PAGE TEXT
Tuesday, December 4, 2012

10 Things I wish My Kids Knew.......


Sunday afternoon I found myself sitting on the couch smothered between two dirty kids who have no clue what personal space is. By 2pm my energy had hit an all time low and any vision of give a crap had vanished hours ago. I had no will left in me to fold clothes, unload dishes, or anything productive or anything in the vicinity of productive. I spoke to my sister and good friend who is battling the antics of what appears to be a demon child who is only happy when making her mommy miserable. Both were having a similar crappy day in the land of motherhood. Those two conversations probably saved my life and the lives of my children. The saying that misery loves company is completely true, especially when referring to this mothering gig. If it weren’t for days like that, I probably wouldn’t have blogs like this though. Snaps for counting my blessings yall!

So I have compiled a list of things I wish my kids knew. I’m certain if kids knew these things about their parents we could all co-exist peacefully with minimal ace whoopins, tear fests and empty wine bottles boxes.

1.       My car is a transportation device to get you to and from appointments, school, birthday parties, practice, games, and etc, NOT your personal trash receptacle!  For the love of all things sacred if it enters the car with you it should leave the car with you. This includes your silly art projects that consist of glitter and glue. 90% glitter and 10% glue. It also includes your socks, half eaten bag of ANYTHING, your juice boxes, your backpack with homework in it, your doodles, your pens, your crayons, the wrappers from your crayons that you peeled off because you were bored at the red light and anything from that dag-gum happy meal you just HAD to have. I swear I could feed a small village with all the French fries I find between the back seats! My SUV is one Go-gurt container away from being considered hazardous. For real.
2.       NO means NO. It doesn’t mean try again but whiner and more annoying. It means NO. If we say it again it means HELL HECK NO. Believe it or not parents have reasons for their actions. Sure, sometimes it’s because we need a hot bath, wine and the season finale of The Walking Dead is coming on. But most of the time it’s because we love you and NO will keep you safe, healthy or we have greater things planned for you and a YES could detour us from those activities. I assure you it has nothing to do with our longing desire to ruin your life by denying you that bag of skittles. Promise.

PROBLEM A
Reproduce the blog post word for word, everything from "2.       NO means" down to "of skittles. Promise.".
PROBLEM B
Report every line of the records that contains the string "hard", matching case exactly.
The blog post and the records are unrelated material.

DATA FOR THIS TASK
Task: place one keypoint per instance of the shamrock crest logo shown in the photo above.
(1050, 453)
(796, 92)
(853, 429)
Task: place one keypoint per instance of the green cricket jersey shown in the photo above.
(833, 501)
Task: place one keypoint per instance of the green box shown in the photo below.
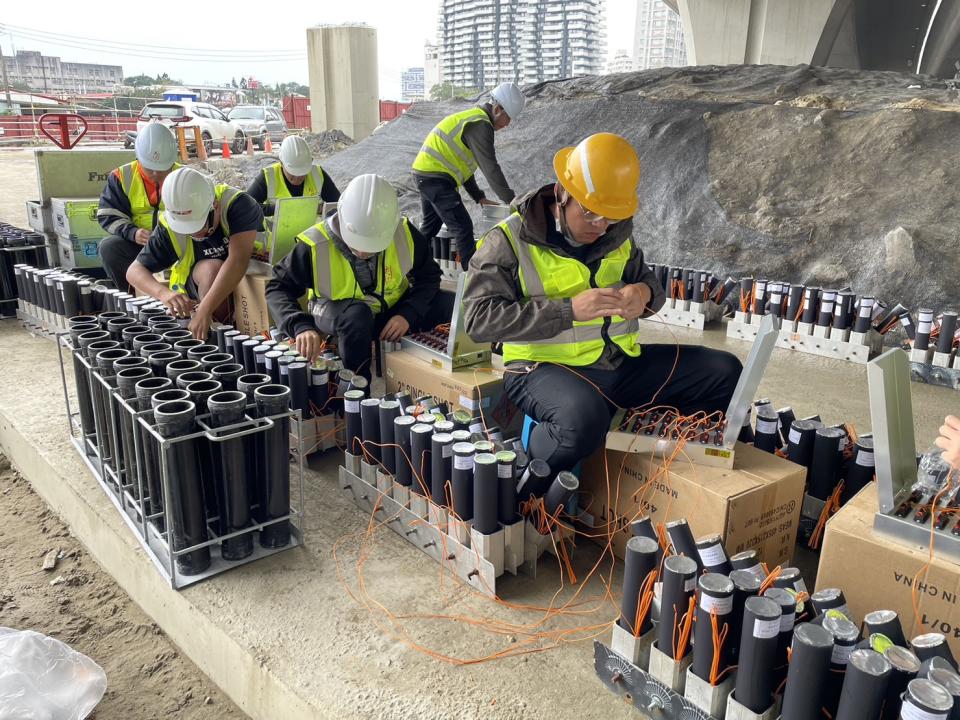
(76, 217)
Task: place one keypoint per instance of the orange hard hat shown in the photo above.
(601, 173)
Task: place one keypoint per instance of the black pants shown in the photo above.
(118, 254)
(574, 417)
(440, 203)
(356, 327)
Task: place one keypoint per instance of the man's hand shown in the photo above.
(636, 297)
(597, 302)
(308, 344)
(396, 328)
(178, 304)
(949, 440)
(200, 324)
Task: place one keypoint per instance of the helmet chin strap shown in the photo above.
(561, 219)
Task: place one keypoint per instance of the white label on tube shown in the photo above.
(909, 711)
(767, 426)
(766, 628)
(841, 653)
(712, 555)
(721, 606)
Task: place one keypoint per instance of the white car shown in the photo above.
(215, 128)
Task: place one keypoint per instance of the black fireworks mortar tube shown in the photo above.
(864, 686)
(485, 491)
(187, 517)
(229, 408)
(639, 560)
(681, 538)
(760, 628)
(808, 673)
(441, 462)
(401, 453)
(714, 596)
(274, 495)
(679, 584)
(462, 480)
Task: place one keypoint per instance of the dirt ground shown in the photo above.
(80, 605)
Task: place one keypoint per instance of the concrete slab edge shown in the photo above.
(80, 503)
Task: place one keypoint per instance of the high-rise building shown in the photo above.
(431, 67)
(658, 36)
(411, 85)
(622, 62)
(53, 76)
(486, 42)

==

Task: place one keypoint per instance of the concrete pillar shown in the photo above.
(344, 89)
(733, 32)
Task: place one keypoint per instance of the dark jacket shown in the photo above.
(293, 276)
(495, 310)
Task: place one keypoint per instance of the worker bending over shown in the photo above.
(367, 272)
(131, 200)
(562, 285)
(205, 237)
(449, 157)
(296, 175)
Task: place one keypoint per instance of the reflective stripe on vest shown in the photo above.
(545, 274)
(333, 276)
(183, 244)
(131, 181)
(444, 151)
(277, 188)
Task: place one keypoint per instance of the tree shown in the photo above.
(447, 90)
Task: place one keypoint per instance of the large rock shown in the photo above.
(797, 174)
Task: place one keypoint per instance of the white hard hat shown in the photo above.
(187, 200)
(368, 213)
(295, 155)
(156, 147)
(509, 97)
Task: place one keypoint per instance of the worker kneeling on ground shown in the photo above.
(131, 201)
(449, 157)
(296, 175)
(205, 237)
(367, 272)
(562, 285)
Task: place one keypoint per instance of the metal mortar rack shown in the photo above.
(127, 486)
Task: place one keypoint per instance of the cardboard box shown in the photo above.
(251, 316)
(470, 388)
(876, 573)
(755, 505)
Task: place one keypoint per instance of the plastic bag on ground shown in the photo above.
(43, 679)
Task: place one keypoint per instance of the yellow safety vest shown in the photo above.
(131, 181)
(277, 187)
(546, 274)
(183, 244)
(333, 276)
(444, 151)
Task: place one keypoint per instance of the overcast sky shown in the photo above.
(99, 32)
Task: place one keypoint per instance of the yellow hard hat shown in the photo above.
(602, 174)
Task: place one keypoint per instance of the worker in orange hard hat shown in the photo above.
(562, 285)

TASK SOLUTION A
2.       NO means NO. It doesn’t mean try again but whiner and more annoying. It means NO. If we say it again it means HELL HECK NO. Believe it or not parents have reasons for their actions. Sure, sometimes it’s because we need a hot bath, wine and the season finale of The Walking Dead is coming on. But most of the time it’s because we love you and NO will keep you safe, healthy or we have greater things planned for you and a YES could detour us from those activities. I assure you it has nothing to do with our longing desire to ruin your life by denying you that bag of skittles. Promise.

TASK SOLUTION B
Task: place one keypoint per instance of the orange hard hat shown in the photo above.
Task: place one keypoint per instance of the white hard hat shown in the photo above.
Task: place one keypoint per instance of the yellow hard hat shown in the photo above.
Task: place one keypoint per instance of the worker in orange hard hat shown in the photo above.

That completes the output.